START PROVIDED DATA

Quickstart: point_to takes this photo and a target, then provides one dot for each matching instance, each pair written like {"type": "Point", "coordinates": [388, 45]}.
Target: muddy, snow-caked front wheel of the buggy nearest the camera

END PROVIDED DATA
START PROVIDED DATA

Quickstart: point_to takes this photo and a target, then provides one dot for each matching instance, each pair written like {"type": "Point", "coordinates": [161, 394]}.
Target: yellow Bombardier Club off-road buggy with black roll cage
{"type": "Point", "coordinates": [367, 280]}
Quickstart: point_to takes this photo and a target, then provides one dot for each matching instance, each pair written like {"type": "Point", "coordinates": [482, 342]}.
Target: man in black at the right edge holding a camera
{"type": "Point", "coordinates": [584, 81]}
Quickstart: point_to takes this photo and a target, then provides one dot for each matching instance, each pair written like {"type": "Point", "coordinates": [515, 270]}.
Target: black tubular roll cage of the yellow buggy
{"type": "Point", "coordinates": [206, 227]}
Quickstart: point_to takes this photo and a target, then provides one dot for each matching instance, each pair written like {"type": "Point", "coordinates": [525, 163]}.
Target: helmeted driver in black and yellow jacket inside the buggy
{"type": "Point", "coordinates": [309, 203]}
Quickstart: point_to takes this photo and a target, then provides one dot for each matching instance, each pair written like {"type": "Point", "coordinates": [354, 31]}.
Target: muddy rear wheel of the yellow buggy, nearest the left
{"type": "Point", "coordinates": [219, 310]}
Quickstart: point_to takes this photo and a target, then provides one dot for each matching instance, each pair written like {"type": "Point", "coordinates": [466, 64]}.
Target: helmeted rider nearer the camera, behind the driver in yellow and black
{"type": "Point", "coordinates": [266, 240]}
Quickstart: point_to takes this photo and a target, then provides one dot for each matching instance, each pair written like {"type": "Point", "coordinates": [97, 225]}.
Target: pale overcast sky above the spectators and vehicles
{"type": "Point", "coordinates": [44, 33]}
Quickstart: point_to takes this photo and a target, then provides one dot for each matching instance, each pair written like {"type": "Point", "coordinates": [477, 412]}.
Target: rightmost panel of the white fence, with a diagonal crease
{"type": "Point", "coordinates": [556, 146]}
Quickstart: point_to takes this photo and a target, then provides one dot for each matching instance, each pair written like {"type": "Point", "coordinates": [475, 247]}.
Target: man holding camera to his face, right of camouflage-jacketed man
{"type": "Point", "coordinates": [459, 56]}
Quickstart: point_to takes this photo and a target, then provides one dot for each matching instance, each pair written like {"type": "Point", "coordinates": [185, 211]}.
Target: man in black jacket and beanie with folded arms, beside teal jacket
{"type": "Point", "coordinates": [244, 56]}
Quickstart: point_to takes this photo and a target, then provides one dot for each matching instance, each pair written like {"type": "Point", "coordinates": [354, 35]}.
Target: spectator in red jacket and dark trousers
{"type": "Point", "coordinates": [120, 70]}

END PROVIDED DATA

PROBLEM TO WORK ON:
Only lines containing the word "like" should appear in the answer, and every such line from the records above must be there.

EXPECTED OUTPUT:
Quickstart: point_to takes this photo and a target, then provides one dot for each matching instance, each pair written like {"type": "Point", "coordinates": [388, 45]}.
Quickstart: point_to takes this photo and a target, then provides one dot for each matching instance, each pair written like {"type": "Point", "coordinates": [161, 394]}.
Quickstart: point_to takes this photo and a target, then provides one dot for each matching instance, each pair written like {"type": "Point", "coordinates": [482, 342]}.
Quickstart: point_to takes this photo and a target, then provides one dot for each matching instance, each pair written like {"type": "Point", "coordinates": [515, 270]}.
Quickstart: point_to takes this photo and a target, then provides one dot for each matching instance, each pair written like {"type": "Point", "coordinates": [525, 163]}.
Quickstart: point_to takes this photo and a target, then provides one dot for each matching instance, each pair written like {"type": "Point", "coordinates": [354, 31]}.
Quickstart: point_to takes this photo and a target, then provides one dot for each matching instance, each pair written like {"type": "Point", "coordinates": [466, 64]}.
Quickstart: point_to takes this photo and a target, then provides one dot for each matching instance, each pair written like {"type": "Point", "coordinates": [97, 225]}.
Quickstart: point_to takes this photo and a target, then provides one dot for each matching instance, each pair written like {"type": "Point", "coordinates": [477, 412]}.
Quickstart: point_to takes this photo and a target, then provides one dot for each matching instance, each pair written like {"type": "Point", "coordinates": [475, 247]}.
Quickstart: point_to takes this photo and a target, then provides one dot for each matching instance, each pair written like {"type": "Point", "coordinates": [185, 211]}.
Quickstart: point_to takes this photo and a target, then provides one dot for each matching instance, each pair written like {"type": "Point", "coordinates": [354, 35]}.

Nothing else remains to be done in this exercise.